--- Recorded data ---

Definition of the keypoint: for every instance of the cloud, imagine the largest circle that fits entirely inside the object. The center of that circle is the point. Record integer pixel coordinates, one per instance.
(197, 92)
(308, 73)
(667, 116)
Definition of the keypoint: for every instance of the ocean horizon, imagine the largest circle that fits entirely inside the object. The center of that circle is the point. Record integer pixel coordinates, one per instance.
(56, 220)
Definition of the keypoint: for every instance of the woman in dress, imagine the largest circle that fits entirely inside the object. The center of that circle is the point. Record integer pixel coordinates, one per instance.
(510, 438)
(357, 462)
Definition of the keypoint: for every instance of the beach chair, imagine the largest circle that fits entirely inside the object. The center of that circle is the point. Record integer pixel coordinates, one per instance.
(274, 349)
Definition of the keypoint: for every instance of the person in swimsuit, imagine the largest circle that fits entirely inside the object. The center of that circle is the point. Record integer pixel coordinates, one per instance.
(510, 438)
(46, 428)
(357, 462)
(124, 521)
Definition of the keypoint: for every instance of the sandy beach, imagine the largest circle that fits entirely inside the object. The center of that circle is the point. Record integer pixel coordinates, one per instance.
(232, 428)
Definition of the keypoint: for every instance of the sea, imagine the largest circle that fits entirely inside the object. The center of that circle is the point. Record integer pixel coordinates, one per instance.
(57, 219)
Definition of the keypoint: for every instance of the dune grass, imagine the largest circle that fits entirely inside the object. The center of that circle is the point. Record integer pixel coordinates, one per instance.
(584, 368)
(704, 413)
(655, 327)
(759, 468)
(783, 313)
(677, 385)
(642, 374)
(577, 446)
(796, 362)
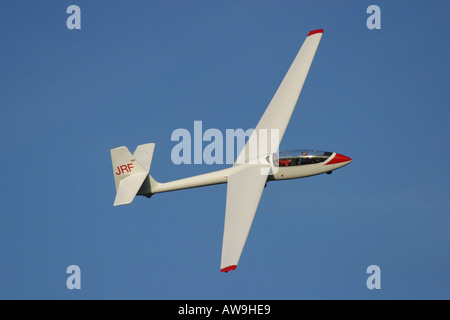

---

Only the lines from the one with "Definition of the keypoint: for every instance of the person" through the final line of the entries belong in the answer, set down exactly, with both ends included and no pictures.

Definition of the keypoint: for every instance of the person in swimsuit, imagine the largest circle that fits entirely inside the object. The center of that circle is the point. Record integer pixel coordinates, one per instance.
(510, 438)
(46, 428)
(357, 462)
(124, 521)
Definition of the keypoint: for every instance of the sandy beach, imagine the largest circle that fits entirely inside the object. The center of that circle is the point. Record integer pixel coordinates, one per instance.
(232, 428)
Definition of the keypoint: for every instance of the sea, imagine the largest circle that fits entirely inside the object. The center of that circle is the point. Record integer pixel coordinates, one per instance.
(57, 219)
Definition of the keypoint: for every instance of the dune grass, imagine the largest circle that fits entirely inside the object. The center of that circle is the point. Record integer pixel coordinates, one per instance.
(584, 368)
(704, 413)
(655, 327)
(759, 468)
(783, 313)
(677, 385)
(642, 374)
(577, 446)
(796, 362)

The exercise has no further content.